Reading passage:
[Tooling] Modules and tooling: Resolving module import declarations

Tom Honermann tom at honermann.net
Wed Aug 29 19:06:46 CEST 2018


Per P0804 <http://wg21.link/p0804>, I've been investigating options for 
how tool implementors can work with the proposed C++ modules design.  
Consider the following code:

import std.core;
import widgets;

std::vector<widget>
get_some_widgets() {
   /* ... */
}

Now, consider what a tool, such as an editor, an indexer, a formatter, a 
static analyzer, a translation tool such as SWIG, a documentation 
generator, or any other tool that requires a semantic representation of 
source code, will require in order to perform its intended job.  How 
will such a tool parse this code?  Specifically, how will it resolve the 
module import declarations for std.core and widgets such that 
declarations for std::vector and widget are available in order to 
successfully parse the remainder of the code?  This email thread 
explores a few possible answers to this question with the intent of 
starting a discussion that, hopefully, will identify a common approach 
that all compiler and tool implementors can agree to implement (while 
still allowing for compiler/tool specific optimizations when available).

The TL;DR; summary of the remainder of this email is:

  * The modules TS doesn't (can't) specify how module imports are
    resolved leaving room for several implementation strategies.

Data entries:
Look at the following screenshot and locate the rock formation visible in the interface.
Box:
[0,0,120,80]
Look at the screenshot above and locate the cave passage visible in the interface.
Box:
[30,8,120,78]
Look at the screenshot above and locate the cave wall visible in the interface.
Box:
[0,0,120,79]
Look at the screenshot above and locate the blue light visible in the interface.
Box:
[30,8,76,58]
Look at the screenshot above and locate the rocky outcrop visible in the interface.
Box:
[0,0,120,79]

...

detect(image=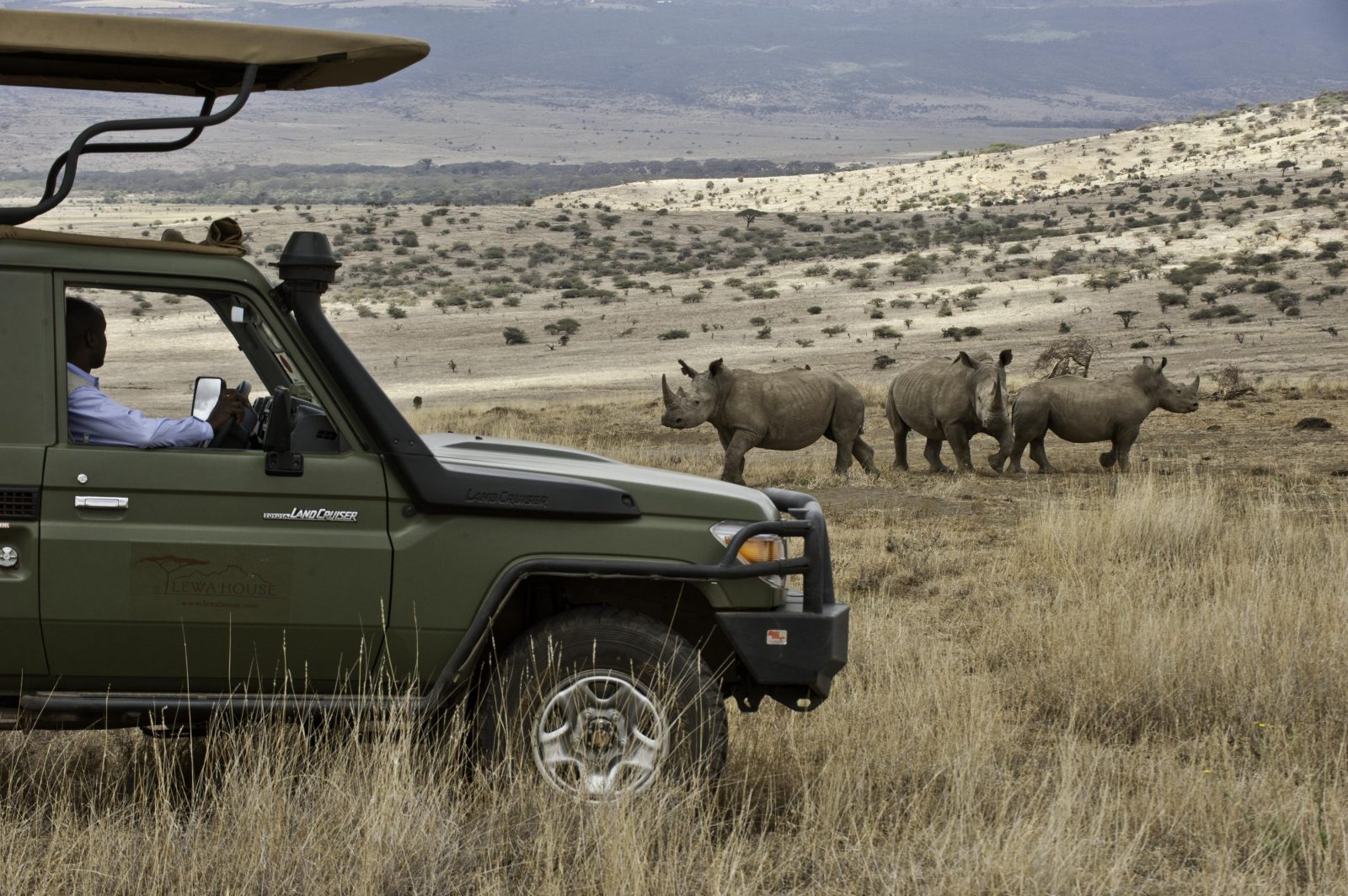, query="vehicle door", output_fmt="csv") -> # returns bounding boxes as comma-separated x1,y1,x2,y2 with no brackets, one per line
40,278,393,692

Goal:
Please copy the post on resolving module imports from "Tom Honermann tom" through "C++ modules design.", swapping "investigating" for "exploring".

Response below:
Tom Honermann tom at honermann.net
Wed Aug 29 19:06:46 CEST 2018


Per P0804 <http://wg21.link/p0804>, I've been exploring options for 
how tool implementors can work with the proposed C++ modules design.